_The task_:
Repeat the items word for word from their beginning through the line containing "box: [972, 0, 1200, 324]", inclusive, and leave the pictures out of your answer.
____ Dataset excerpts
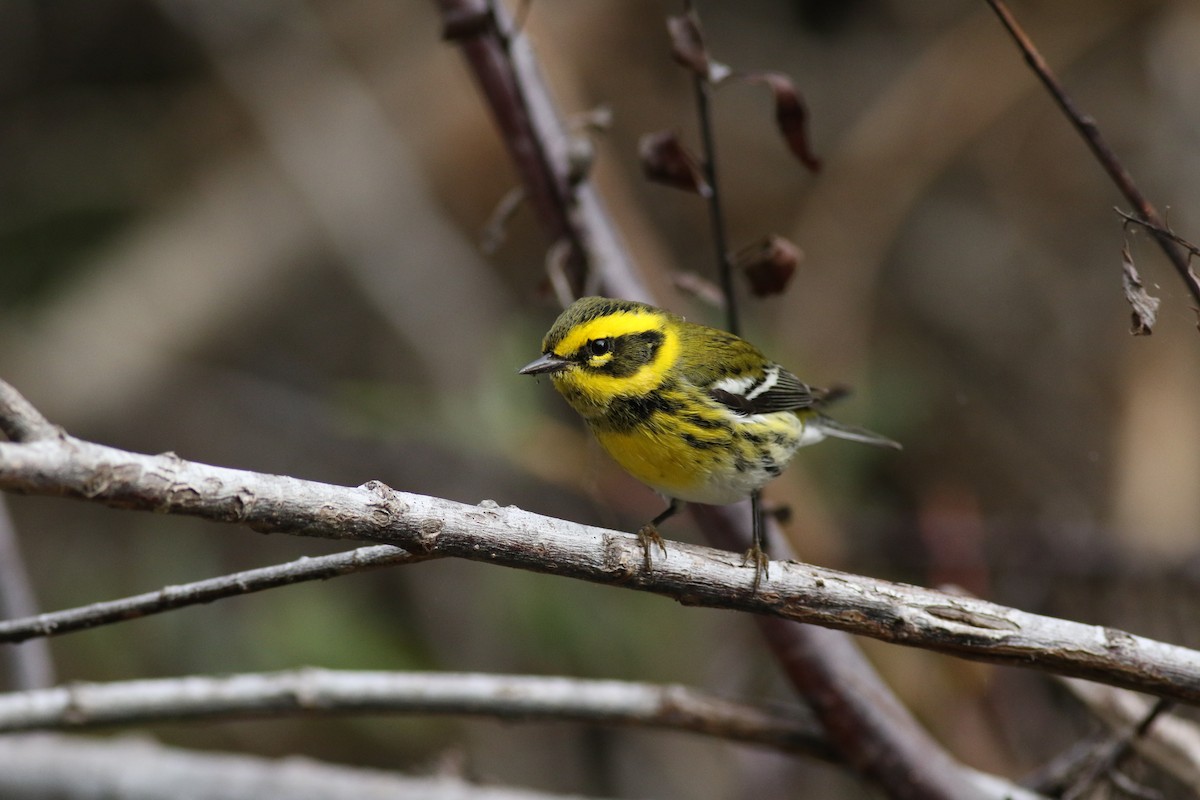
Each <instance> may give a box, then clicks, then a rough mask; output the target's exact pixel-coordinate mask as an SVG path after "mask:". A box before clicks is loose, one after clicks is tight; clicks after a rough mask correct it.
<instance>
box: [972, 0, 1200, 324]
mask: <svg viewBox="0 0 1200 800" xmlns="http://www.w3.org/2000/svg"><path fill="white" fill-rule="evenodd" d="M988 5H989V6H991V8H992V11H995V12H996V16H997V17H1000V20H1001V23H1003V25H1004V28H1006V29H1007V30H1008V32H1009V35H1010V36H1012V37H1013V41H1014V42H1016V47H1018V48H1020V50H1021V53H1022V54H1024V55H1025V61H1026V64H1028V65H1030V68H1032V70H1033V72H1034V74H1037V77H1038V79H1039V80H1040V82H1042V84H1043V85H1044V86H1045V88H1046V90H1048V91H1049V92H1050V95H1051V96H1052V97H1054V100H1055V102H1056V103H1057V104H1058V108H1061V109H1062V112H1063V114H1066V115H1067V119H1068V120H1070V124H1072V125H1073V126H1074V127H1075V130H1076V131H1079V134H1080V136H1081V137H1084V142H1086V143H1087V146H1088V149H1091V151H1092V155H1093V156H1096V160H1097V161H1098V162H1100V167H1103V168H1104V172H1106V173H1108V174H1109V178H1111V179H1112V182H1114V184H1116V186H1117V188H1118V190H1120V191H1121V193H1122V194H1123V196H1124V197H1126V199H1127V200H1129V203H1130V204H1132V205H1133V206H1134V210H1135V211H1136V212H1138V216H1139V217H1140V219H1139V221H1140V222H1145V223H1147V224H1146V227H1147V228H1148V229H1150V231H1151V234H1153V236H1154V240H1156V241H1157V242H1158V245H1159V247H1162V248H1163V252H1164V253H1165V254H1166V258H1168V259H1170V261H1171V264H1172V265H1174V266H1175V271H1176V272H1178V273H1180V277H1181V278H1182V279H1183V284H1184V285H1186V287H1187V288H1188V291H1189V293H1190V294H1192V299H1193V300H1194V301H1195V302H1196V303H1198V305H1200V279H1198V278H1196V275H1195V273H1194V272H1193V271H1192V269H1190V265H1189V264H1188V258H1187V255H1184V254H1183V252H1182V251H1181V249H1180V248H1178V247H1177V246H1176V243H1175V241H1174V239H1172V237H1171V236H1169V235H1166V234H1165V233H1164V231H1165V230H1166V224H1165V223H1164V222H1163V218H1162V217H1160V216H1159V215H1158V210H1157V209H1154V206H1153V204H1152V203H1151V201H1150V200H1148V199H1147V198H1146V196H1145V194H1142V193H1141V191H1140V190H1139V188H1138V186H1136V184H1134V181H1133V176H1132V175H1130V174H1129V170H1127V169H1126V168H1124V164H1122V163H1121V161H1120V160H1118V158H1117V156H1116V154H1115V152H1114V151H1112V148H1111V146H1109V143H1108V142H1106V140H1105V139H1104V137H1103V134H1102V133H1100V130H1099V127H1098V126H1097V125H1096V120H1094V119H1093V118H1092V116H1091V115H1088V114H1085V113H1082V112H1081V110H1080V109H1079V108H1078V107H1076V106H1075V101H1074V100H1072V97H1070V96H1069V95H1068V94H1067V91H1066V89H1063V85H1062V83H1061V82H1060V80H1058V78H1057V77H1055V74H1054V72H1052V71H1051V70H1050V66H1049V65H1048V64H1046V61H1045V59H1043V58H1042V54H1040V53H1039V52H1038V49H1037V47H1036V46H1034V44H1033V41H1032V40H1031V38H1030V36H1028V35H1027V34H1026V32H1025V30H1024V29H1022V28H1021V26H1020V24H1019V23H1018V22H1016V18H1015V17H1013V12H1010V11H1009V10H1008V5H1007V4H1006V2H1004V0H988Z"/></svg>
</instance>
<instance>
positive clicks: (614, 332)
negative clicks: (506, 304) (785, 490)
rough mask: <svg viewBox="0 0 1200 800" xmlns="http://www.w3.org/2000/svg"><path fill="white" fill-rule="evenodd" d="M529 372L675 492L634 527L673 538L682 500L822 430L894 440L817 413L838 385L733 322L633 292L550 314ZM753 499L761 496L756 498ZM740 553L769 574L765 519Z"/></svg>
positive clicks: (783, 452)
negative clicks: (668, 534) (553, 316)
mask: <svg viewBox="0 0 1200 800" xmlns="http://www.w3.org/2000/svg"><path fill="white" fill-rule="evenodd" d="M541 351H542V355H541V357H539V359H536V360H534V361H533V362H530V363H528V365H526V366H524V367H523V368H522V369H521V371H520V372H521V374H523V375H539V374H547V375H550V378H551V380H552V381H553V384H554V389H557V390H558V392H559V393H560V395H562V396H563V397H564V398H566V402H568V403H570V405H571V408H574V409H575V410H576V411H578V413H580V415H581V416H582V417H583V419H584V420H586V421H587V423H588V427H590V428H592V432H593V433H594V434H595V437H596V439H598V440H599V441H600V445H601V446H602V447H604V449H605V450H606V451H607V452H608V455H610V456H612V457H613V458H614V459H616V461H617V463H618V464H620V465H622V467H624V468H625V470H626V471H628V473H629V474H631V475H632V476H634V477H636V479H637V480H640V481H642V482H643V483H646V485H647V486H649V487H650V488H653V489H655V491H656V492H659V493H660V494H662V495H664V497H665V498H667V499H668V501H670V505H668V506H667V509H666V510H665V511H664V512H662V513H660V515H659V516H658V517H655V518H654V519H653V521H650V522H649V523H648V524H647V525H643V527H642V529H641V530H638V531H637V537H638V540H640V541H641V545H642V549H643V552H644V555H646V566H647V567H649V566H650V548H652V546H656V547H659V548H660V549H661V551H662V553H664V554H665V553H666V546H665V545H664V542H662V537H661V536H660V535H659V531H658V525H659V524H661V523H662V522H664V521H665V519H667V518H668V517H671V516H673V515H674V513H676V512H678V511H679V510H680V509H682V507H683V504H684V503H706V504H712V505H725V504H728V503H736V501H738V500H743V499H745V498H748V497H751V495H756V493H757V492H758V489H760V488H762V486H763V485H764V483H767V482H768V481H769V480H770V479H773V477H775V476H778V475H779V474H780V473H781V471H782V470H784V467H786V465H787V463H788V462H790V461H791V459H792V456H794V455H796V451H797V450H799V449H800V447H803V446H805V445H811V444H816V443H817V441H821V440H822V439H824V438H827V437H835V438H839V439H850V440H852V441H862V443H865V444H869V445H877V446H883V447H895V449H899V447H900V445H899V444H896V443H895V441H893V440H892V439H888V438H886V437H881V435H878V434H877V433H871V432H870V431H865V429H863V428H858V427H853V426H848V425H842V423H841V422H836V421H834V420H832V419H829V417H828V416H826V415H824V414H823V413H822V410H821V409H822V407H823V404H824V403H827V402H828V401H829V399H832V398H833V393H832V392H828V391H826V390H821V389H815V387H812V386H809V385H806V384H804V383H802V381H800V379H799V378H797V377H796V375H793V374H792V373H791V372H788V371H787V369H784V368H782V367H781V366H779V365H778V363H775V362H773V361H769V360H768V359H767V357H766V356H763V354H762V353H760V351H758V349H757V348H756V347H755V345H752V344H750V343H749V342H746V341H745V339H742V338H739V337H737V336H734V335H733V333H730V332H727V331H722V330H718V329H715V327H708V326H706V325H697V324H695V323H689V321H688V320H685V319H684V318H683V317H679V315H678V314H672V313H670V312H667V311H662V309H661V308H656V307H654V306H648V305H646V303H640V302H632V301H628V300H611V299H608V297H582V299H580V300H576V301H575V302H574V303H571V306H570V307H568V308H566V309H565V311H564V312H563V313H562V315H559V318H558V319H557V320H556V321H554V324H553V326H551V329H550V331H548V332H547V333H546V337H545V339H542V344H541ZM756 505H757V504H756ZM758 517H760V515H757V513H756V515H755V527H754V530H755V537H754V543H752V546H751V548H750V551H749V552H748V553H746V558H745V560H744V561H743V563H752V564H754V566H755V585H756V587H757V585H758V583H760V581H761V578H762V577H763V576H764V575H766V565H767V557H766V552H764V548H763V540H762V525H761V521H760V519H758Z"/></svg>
________
_Response area_:
Each <instance> may give a box, then clicks, then a rough mask; output the target's exact pixel-coordinate mask as an SVG path after "mask:". A box before clicks is loose, one after clicks is tight; clicks after a rough mask correct it.
<instance>
box: [972, 0, 1200, 324]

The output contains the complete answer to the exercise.